** ENTRIES SUPPLIED **

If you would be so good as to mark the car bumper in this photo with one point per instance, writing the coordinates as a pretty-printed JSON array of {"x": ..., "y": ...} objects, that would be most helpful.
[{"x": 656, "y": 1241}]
---
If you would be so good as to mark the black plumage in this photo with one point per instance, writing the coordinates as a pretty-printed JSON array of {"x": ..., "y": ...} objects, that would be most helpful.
...
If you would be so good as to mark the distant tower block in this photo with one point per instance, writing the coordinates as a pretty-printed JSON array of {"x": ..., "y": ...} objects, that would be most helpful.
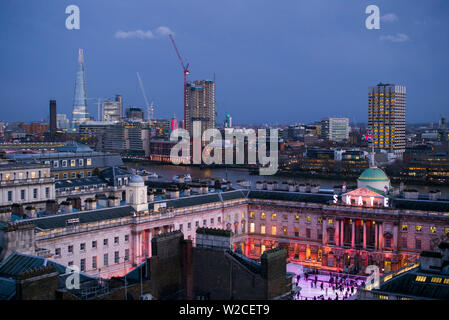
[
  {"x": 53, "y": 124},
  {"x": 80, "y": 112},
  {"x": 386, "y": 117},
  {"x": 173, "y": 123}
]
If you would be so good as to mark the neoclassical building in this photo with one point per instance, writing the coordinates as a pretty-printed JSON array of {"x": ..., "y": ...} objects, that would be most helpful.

** EXERCISE GOAL **
Using the material above, reproduce only the lines that run from the line with "If you would be so good as to mark the distant" up to and including the line with "If you would be so good as to mark the neoclassical", exactly, with the pictures dropped.

** RESULT FOR THIS EXERCISE **
If you would be so good as to mark the distant tower block in this photo with one point per instance, writing the coordinates as a pretty-printed JSON array of {"x": ..., "y": ...} objects, that would be most helpful.
[
  {"x": 53, "y": 124},
  {"x": 80, "y": 112},
  {"x": 386, "y": 117},
  {"x": 173, "y": 123}
]
If you would be so good as to mark the neoclassical building in this photo with one point per instance, writing the coordinates as a pretty-printed JSON array of {"x": ..., "y": ...} objects, that would be most helpful.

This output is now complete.